Task description
Search the data for the word "Query" and copy every line that contains it.

START Records

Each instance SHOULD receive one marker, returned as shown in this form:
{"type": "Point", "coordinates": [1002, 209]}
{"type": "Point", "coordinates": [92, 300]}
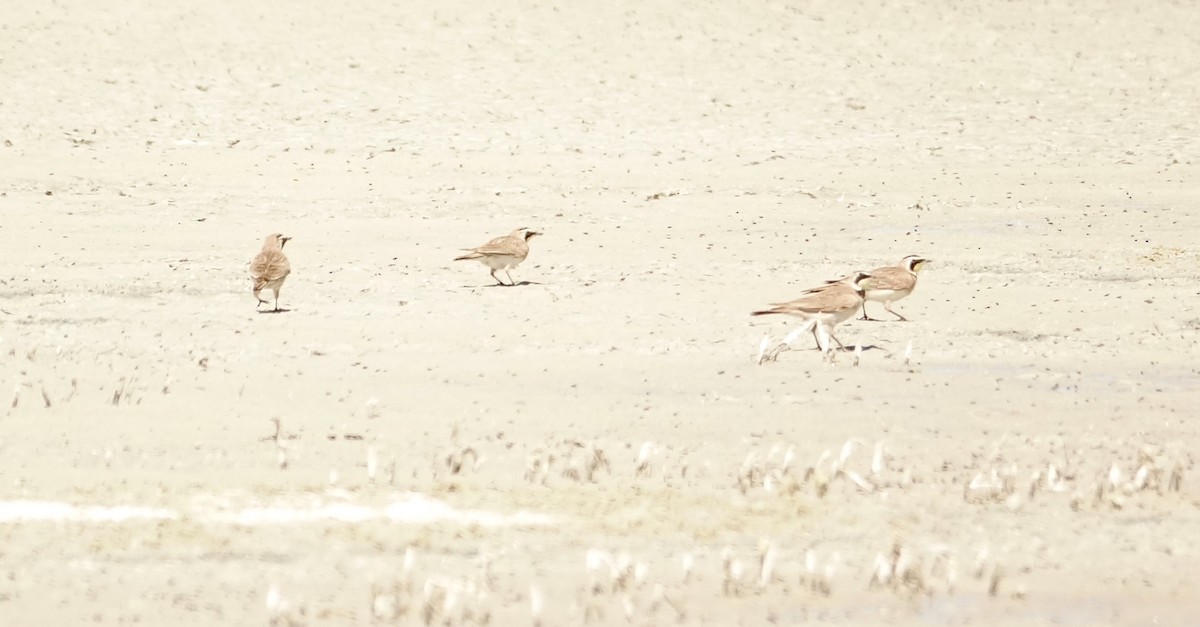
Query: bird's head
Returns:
{"type": "Point", "coordinates": [915, 263]}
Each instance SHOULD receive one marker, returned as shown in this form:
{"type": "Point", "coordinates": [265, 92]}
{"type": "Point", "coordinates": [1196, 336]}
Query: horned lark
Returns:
{"type": "Point", "coordinates": [270, 267]}
{"type": "Point", "coordinates": [503, 252]}
{"type": "Point", "coordinates": [826, 306]}
{"type": "Point", "coordinates": [893, 282]}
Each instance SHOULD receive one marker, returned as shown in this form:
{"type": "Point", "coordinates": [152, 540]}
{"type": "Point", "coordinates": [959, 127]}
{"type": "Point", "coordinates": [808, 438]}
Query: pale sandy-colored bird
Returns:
{"type": "Point", "coordinates": [270, 267]}
{"type": "Point", "coordinates": [503, 252]}
{"type": "Point", "coordinates": [889, 284]}
{"type": "Point", "coordinates": [826, 306]}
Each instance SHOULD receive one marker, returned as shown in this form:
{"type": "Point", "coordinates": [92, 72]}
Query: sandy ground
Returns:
{"type": "Point", "coordinates": [688, 162]}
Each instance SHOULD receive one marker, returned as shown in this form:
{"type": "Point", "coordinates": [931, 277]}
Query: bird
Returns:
{"type": "Point", "coordinates": [503, 252]}
{"type": "Point", "coordinates": [826, 306]}
{"type": "Point", "coordinates": [893, 282]}
{"type": "Point", "coordinates": [270, 267]}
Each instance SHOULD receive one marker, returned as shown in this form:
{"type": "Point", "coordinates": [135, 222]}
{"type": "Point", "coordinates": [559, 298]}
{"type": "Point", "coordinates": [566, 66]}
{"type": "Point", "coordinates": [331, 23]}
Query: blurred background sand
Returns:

END Records

Result of this task
Query: bird's head
Query: horned lark
Query: pale sandy-colored bird
Query: sandy ground
Query: bird
Query: blurred background sand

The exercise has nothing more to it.